Work required: Please reproduce the entries below exactly, leaving the pictures out.

Given information:
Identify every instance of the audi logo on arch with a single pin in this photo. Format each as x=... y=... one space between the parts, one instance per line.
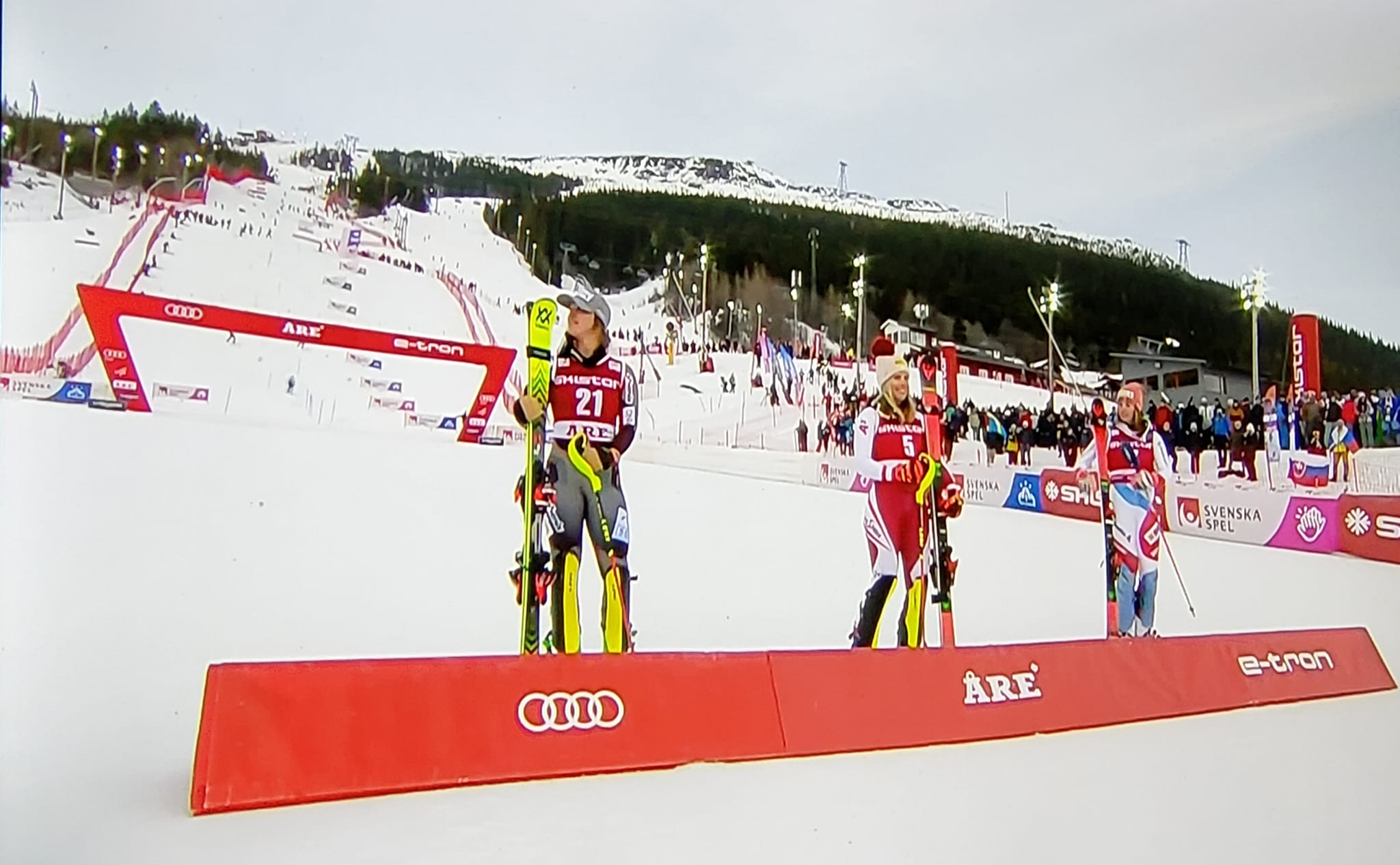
x=562 y=711
x=191 y=314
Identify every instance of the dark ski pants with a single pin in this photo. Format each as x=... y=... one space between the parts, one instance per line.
x=576 y=507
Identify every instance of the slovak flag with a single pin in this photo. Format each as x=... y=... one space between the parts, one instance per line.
x=1308 y=469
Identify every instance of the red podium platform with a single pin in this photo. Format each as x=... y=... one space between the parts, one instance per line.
x=293 y=732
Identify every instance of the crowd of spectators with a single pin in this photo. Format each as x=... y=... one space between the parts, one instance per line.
x=1234 y=428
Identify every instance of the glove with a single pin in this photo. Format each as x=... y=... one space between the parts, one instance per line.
x=600 y=459
x=1146 y=482
x=1086 y=480
x=909 y=472
x=950 y=500
x=531 y=408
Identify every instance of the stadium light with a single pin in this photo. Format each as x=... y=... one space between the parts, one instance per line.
x=1252 y=292
x=64 y=169
x=1052 y=300
x=859 y=290
x=794 y=292
x=97 y=136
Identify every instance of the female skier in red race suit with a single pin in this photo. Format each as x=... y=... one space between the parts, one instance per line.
x=892 y=455
x=1135 y=456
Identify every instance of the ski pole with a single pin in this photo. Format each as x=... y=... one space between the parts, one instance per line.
x=1179 y=581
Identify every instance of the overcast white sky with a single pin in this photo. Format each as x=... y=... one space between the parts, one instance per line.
x=1265 y=132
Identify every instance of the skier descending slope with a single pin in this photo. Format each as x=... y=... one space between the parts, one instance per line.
x=892 y=454
x=1134 y=455
x=593 y=399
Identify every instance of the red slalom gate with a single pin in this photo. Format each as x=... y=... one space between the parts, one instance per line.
x=290 y=732
x=105 y=310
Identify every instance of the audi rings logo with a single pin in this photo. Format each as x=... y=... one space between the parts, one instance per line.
x=191 y=314
x=563 y=711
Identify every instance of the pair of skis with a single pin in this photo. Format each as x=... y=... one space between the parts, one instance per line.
x=533 y=573
x=936 y=584
x=1099 y=422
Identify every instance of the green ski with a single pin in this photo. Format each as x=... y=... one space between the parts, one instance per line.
x=534 y=556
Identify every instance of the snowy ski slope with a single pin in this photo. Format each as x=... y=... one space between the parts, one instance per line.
x=139 y=549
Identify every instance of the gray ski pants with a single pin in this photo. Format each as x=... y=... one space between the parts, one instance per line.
x=574 y=507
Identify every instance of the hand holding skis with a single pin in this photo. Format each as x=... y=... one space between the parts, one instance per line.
x=911 y=472
x=531 y=408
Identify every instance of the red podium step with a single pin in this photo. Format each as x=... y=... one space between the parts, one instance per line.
x=307 y=731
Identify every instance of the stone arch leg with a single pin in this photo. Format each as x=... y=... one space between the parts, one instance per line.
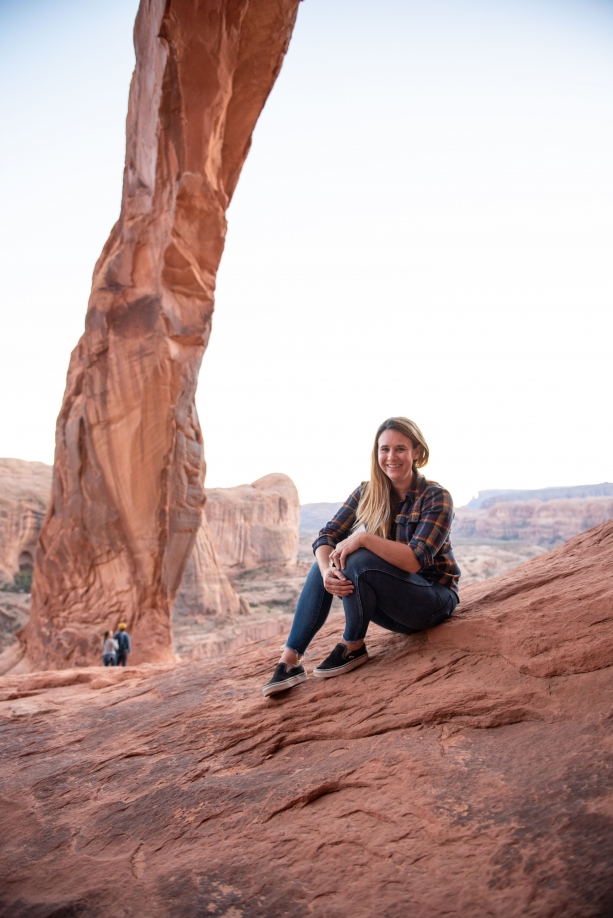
x=129 y=465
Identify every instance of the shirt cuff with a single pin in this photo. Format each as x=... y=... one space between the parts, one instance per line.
x=323 y=540
x=420 y=554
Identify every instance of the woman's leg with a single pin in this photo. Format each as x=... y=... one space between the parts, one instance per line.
x=311 y=612
x=392 y=598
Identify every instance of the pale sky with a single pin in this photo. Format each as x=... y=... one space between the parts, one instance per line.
x=424 y=226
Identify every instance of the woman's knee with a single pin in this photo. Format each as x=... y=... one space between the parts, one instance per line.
x=359 y=561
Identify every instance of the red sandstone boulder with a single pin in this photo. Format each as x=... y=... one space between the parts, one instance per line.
x=463 y=772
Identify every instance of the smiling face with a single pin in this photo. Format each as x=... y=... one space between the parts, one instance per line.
x=396 y=455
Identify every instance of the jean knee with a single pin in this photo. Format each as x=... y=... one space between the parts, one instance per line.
x=357 y=562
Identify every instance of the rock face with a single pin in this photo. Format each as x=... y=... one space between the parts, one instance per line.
x=25 y=488
x=465 y=771
x=205 y=589
x=255 y=524
x=128 y=479
x=546 y=523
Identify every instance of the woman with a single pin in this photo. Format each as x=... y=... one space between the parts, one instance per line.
x=109 y=649
x=386 y=553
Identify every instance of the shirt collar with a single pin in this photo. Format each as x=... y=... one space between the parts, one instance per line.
x=418 y=485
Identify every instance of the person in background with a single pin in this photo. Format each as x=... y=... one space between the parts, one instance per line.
x=109 y=649
x=387 y=553
x=123 y=643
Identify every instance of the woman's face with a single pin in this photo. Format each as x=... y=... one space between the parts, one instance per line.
x=396 y=454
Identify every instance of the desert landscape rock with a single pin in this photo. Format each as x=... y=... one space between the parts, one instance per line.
x=25 y=488
x=129 y=467
x=465 y=771
x=255 y=524
x=547 y=523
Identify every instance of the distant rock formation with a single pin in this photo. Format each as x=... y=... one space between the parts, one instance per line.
x=25 y=488
x=129 y=469
x=205 y=590
x=487 y=499
x=545 y=523
x=255 y=524
x=464 y=771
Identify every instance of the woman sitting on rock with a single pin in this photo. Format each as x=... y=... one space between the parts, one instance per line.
x=386 y=553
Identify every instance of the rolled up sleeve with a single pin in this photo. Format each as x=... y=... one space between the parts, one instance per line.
x=433 y=528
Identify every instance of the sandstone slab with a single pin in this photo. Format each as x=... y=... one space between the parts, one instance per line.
x=463 y=772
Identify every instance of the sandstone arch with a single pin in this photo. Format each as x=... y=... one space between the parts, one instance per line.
x=129 y=467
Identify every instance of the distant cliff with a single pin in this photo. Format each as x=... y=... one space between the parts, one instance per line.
x=487 y=499
x=547 y=523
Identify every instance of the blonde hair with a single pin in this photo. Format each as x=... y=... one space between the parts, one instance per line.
x=375 y=507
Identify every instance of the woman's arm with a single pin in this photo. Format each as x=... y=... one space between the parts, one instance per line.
x=394 y=552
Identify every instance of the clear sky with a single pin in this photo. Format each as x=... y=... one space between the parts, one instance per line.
x=424 y=226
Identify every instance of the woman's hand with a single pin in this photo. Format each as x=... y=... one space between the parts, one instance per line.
x=345 y=548
x=336 y=583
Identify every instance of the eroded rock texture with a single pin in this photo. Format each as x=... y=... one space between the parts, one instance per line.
x=255 y=524
x=205 y=589
x=547 y=523
x=24 y=495
x=462 y=772
x=128 y=477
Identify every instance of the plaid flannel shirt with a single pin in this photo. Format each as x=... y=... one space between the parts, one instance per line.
x=423 y=521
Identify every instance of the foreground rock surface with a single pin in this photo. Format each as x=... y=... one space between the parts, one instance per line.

Output:
Identify every instance of the audi logo on arch with a single pin in this photo. Format each as x=... y=... one space between the parts, one instance per line.
x=562 y=711
x=191 y=314
Identify every instance of the dark ski pants with a single pin in this photo. Format each as x=... y=... one space between the parts, one instance per line.
x=576 y=507
Identify every instance of the slovak flag with a single pin in this photo. Format each as x=... y=... one space between the parts, one instance per line.
x=1308 y=469
Identify every instance of the red podium platform with a single pin in this photo. Format each as x=... y=... one space between the parts, one instance per line.
x=293 y=732
Identify every instance of the crowd of spectators with a single pin in this photo. Format each as x=... y=... one space between the parts, one instance per line.
x=1234 y=428
Identify every instance of the glove with a single pin in this photo. Format each as x=... y=... one space between the parts, one instance per line.
x=600 y=459
x=1146 y=482
x=1086 y=480
x=909 y=472
x=950 y=500
x=531 y=408
Identify every instance of the stadium light with a single pin in this photo. Format each as x=... y=... one space between the parts, one instance per line.
x=1252 y=292
x=64 y=169
x=1052 y=300
x=859 y=290
x=794 y=292
x=97 y=136
Identify every instance of the female skier in red race suit with a single pin in this photo. Format each as x=... y=... one space between the parts, one instance per line.
x=892 y=455
x=1135 y=456
Identify every instance of the ski pole with a single pin in this photo. Format each as x=... y=... one space between the parts, one instance per line.
x=1179 y=581
Identify every instance of the overcast white sky with a single pin in this photo. Format each as x=... y=... one space between the parts, one instance per line.
x=1265 y=132
Identify every instance of the skier descending slope with a single pin in this photo. Format each as x=... y=... one space between the parts, one instance per line.
x=892 y=454
x=1134 y=455
x=593 y=399
Identify every instance of the red slalom gate with a single pin in this photo. Format each as x=... y=... one space between the parts, one instance per line.
x=290 y=732
x=105 y=310
Identify every instance of the audi rings logo with a single pin in this photo. Format each as x=... y=... one space between the parts, one instance per line.
x=191 y=314
x=563 y=711
Identify every instance of the pair of skis with a single pin in this photo. Format each as x=... y=... one space between the parts, one instance per line.
x=533 y=573
x=936 y=584
x=1099 y=422
Identify every instance of the green ski with a single pin in this photo. Format each as x=... y=... one space between the parts, one instance per line.
x=534 y=556
Identify every instance of the snowy ski slope with a single pin in this photo. Format each as x=... y=... one space between the parts, one instance per line.
x=139 y=549
Identify every instance of the gray ski pants with a single pin in this photo. Format each as x=... y=... one space between the parts, one instance per line.
x=574 y=507
Identify every instance of the hand holding skis with a single pin in this photo. Format each as x=... y=... one space between the parts, one instance per line.
x=911 y=472
x=531 y=408
Identify every instance of the red podium step with a single pin in this photo. Format each as x=... y=... one space between the parts, one instance per line.
x=307 y=731
Identify every instance of the stone arch leg with a single pin in this photo. Format each as x=... y=... one space between the parts, one instance per line.
x=129 y=465
Identify every instance of the shirt cuff with a single pin in this photo. Format each as x=... y=... one space between the parts, one instance per line.
x=323 y=540
x=420 y=554
Identify every instance of the woman's leg with a single pin in this photo. Format each as x=... y=... one space between the parts, one instance per line.
x=311 y=612
x=392 y=598
Identify every instance of the pale sky with a single pin in this photo. Format each as x=... y=... one space between the parts, one instance per line.
x=424 y=226
Identify every instance of the woman's knee with a single pin in this photo. Format each as x=... y=... one space between the parts, one instance per line.
x=359 y=561
Identify every instance of the red sandstone boulder with a single pin in this photo. Format each as x=... y=... one space between the parts, one instance per line.
x=463 y=772
Identify every instance of the smiling face with a single pin in this photo. Format each as x=... y=... one space between the parts, one instance per line.
x=396 y=455
Identify every instance of the jean knee with a single pin in this photo. Format each as x=... y=... one space between the parts, one instance per line.
x=357 y=562
Identify every instance of the rock face with a single pin in this photo. Format each as x=... y=... one space between the parts, one instance per line.
x=25 y=488
x=465 y=771
x=205 y=589
x=255 y=524
x=128 y=479
x=546 y=523
Identify every instance of the woman with a single pin in this photo. Format each as x=... y=... one space between the parts, one instance per line.
x=109 y=649
x=386 y=553
Identify every instance of the shirt collar with a single pin in this photo. Format each as x=... y=... one space between the parts, one instance per line.
x=418 y=485
Identify every instance of the person in background with a single pin in this photo. Format each as x=... y=... one space between the parts, one instance per line.
x=109 y=649
x=387 y=553
x=123 y=643
Identify every instance of the woman's face with a single pin in this photo. Format each as x=... y=... one space between the parts, one instance per line.
x=396 y=454
Identify every instance of the desert landscape rock with a single pin in this photo. Format each as x=... y=... one space between the parts, one instance per line.
x=25 y=488
x=129 y=467
x=465 y=771
x=255 y=524
x=547 y=523
Identify every instance of the distant rock formation with a single pin in this photo. Format each as x=... y=... one space between the parts, one instance per line.
x=25 y=488
x=129 y=469
x=205 y=590
x=487 y=499
x=545 y=523
x=255 y=524
x=464 y=771
Identify every instance of the woman sitting on rock with a single pin in this photo. Format each as x=... y=... one space between the parts, one instance per line.
x=386 y=553
Identify every instance of the rolled up sleeve with a single pin in this photo. Format each as x=... y=... one space between the parts, one instance per line.
x=433 y=528
Identify every instance of the sandstone slab with a single pin in this photo. Format each as x=... y=... one space between the parts, one instance per line.
x=463 y=772
Identify every instance of the sandstone arch with a single pin in this photo. Format each as x=... y=... one space between the parts, one instance per line.
x=129 y=467
Identify every instance of the distant cliff with a single pin in this photo. Format each as x=... y=... one space between the parts, one instance per line.
x=487 y=499
x=547 y=523
Identify every instance of the blonde hair with a single pin in this photo. Format each as x=... y=... one space between the parts, one instance per line.
x=375 y=507
Identify every instance of the woman's arm with a single pin in this photo. Format each as x=... y=... one space between the parts, one instance per line.
x=394 y=552
Identify every instance of the clear sky with a single pin in this photo. Format each as x=... y=... one space between the parts, one instance per line.
x=424 y=226
Identify every instance of the woman's hand with a single pin in this photo. Format each as x=... y=... one space between the parts, one instance per line.
x=345 y=548
x=336 y=583
Identify every instance of the eroded rock texture with a single pin in this photo. Format each as x=... y=... one space between the parts, one instance per line.
x=255 y=524
x=205 y=589
x=547 y=523
x=24 y=495
x=462 y=772
x=128 y=477
Identify every instance of the plaid flannel shirt with a single pin in this photo. Format each as x=... y=... one space between the parts, one instance per line.
x=423 y=521
Identify every instance of the foreground rock surface with a single pin in this photo. Format each as x=... y=... one space between the parts, one instance per line.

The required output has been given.